** The tasks **
A: In the MPEG-2 audio passage, translate this sentence into Spanish: "The MPEG-2 audio service is capable of providing 5.1 audio channels while ensuring that the existing two-channel decoders will still be able to decode compatible stereo information."
B: Print the stretch of the MPEG-2 audio passage from "4.2 Multichannel Extension" through "Figure 5 and 6.".
C: Carry on the passage about MPEG-2 audio from where it stops.

** Passage **
==*==

4.2 Multichannel Extension Format
The ISO/IEC MPEG-2 audio service (ISO/IEC 13818-3) is a backward-compatible Multichannel audio channel extension of the MPEG-1 stereo audio service. The MPEG-2 audio service is capable of providing 5.1 audio channels while ensuring that the existing two-channel decoders will still be able to decode compatible stereo information. The process for handling the additional Multichannel data that provide backward compatibility are show in Figure 5 and 6.

Figure 5. MPEG Multichannel Extension.
The variable length of the MPEG-1 format in Ancillary Data (see Figure 6.) implies that it can be used either to carry the C, Ls, Rs and LFE information or that it can be used to carry a second stereo program (L2, R2).

Figure 6. Audio Bit Stream Format.
4.3 Low Sampling RatesMPEG-2 defined three new sampling frequencies, half those used MPEG-1, that are closer to Nyquist rate and that allow for improved coding schemes.

==*==

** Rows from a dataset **
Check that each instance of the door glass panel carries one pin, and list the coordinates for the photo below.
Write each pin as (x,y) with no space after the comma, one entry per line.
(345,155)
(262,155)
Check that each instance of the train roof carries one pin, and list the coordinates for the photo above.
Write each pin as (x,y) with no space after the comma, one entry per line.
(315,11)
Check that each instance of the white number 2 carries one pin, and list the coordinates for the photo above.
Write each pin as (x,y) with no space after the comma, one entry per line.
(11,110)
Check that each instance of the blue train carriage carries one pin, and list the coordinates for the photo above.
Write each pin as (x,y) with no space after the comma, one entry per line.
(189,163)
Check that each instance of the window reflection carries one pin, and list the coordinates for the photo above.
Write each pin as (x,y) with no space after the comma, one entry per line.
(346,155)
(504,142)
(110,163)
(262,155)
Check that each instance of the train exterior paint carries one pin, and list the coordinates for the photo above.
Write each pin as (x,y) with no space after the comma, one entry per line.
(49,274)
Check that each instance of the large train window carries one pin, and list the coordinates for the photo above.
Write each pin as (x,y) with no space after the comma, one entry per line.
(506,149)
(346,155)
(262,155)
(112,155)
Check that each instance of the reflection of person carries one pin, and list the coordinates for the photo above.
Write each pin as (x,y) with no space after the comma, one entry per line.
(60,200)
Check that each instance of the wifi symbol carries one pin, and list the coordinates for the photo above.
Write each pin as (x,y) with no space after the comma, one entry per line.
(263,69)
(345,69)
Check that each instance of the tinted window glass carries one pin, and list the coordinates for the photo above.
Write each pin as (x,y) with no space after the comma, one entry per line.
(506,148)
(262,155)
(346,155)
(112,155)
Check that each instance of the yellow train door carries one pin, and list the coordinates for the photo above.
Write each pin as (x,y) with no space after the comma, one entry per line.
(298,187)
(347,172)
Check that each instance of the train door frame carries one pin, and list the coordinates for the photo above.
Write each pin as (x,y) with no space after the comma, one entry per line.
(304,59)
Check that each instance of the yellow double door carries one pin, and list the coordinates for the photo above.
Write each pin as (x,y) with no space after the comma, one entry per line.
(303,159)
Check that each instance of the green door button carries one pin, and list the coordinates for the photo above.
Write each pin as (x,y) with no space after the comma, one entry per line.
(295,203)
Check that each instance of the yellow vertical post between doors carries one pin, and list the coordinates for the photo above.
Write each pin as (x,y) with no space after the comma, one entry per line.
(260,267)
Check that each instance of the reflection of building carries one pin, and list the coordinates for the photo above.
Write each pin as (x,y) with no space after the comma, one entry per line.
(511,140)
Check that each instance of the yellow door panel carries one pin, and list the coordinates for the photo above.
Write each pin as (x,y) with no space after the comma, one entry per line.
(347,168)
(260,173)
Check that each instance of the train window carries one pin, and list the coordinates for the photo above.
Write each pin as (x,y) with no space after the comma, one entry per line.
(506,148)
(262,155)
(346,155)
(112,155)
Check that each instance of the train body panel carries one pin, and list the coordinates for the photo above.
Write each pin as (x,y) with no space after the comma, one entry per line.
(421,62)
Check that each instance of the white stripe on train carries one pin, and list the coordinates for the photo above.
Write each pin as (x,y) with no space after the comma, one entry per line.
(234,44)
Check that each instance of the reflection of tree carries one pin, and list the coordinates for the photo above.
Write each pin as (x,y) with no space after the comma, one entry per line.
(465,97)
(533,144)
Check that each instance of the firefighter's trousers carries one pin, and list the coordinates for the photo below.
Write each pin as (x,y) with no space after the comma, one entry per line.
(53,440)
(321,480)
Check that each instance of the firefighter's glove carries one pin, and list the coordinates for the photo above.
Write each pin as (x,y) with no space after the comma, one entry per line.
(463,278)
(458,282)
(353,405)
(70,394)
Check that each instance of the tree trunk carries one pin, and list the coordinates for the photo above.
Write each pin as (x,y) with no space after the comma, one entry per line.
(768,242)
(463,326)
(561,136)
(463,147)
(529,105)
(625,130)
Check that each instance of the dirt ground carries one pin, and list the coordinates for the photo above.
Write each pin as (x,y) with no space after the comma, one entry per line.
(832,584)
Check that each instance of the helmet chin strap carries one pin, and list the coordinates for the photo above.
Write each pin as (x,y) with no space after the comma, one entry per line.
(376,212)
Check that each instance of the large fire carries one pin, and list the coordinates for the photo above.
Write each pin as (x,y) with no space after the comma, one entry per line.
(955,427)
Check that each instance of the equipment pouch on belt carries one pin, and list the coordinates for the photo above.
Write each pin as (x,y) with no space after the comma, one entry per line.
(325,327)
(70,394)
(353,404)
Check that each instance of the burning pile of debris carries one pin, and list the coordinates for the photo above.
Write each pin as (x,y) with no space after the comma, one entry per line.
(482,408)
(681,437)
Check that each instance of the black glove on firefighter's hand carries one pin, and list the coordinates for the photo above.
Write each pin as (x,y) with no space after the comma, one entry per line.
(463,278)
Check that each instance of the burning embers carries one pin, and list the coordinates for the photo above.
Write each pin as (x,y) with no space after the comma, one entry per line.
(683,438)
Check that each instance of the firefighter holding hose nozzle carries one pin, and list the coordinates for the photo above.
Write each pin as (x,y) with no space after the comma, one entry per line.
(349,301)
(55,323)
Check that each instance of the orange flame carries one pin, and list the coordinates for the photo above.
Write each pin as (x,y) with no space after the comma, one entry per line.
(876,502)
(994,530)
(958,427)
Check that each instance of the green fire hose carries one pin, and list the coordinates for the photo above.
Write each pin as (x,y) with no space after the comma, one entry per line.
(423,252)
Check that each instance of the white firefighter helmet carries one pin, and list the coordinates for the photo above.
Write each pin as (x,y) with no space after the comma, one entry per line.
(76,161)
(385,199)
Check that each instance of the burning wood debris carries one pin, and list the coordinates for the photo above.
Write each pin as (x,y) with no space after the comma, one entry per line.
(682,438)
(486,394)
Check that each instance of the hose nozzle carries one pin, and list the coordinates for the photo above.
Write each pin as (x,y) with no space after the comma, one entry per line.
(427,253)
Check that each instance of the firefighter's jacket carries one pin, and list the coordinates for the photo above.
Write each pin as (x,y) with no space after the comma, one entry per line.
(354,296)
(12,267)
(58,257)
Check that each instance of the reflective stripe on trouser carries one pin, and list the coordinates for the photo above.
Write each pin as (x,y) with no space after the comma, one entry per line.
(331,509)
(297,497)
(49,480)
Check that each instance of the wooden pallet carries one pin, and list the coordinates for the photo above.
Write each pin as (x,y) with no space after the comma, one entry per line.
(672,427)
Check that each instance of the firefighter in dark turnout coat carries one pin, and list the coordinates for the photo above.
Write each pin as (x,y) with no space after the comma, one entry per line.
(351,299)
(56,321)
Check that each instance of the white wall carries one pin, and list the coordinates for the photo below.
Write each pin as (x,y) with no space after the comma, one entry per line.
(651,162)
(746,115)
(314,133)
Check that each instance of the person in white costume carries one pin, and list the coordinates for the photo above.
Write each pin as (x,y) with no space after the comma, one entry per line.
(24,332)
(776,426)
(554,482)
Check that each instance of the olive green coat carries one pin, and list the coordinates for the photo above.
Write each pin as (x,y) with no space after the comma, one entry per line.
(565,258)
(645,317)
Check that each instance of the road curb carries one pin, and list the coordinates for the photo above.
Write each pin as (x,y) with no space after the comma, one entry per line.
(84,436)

==*==

** Results by task **
A: El servicio de audio MPEG-2 es capaz de proporcionar 5.1 canales de audio, garantizando al mismo tiempo que los decodificadores de dos canales existentes sigan pudiendo decodificar la información estéreo compatible.

B:
4.2 Multichannel Extension Format
The ISO/IEC MPEG-2 audio service (ISO/IEC 13818-3) is a backward-compatible Multichannel audio channel extension of the MPEG-1 stereo audio service. The MPEG-2 audio service is capable of providing 5.1 audio channels while ensuring that the existing two-channel decoders will still be able to decode compatible stereo information. The process for handling the additional Multichannel data that provide backward compatibility are show in Figure 5 and 6.

C:
Reduced sampling rates offers the following advantages (at the price of the a reduced bandwidth):
The discrimination between MPEG-1 and MPEG-2 depends on the value of one bit in the header called ID bit or identification bit :
|
MPEG-1 Audio |
ID = 1 |
|
MPEG-2 Audio |
ID = 0. |
4.4 Dolby AC-3
The AC-3 system use a hybrid backward/forward adaptive core bit allocation routine. The core routine is relatively simple and based on a specific psychoacustic model.
The AC-3 syntax forms a 16 bits sync word and an 8 bit word which indicates the sampling rate and frame size (SI), bit stream info (BSI), the six transform coded audio blocks (32 ms of audio), and a 16 bit CRC error check code into an AC-3 sync frame. The BSI contains information about the number of channels coded, dialog level, language code, and information on associated services. A 5 bit field in the BSI indicates the level of average spoken dialog within the encoded audio program relative to the level of a full scale 1 kHz sine wave [1].
The first application of AC-3 was digital optical soundtrack in 35 mm cinema, in addition to analog Dolby Stereo, which matrix-process four channels onto two optical soundtracks (4:2:4 Multichannel system). The coder will also be a candidate in the upcoming ISO/MPEG evaluations of non compatible MPEG-2 (1318-7) coding algorithms.
4.5 MPEG-2 Advanced Audio Coding (AAC)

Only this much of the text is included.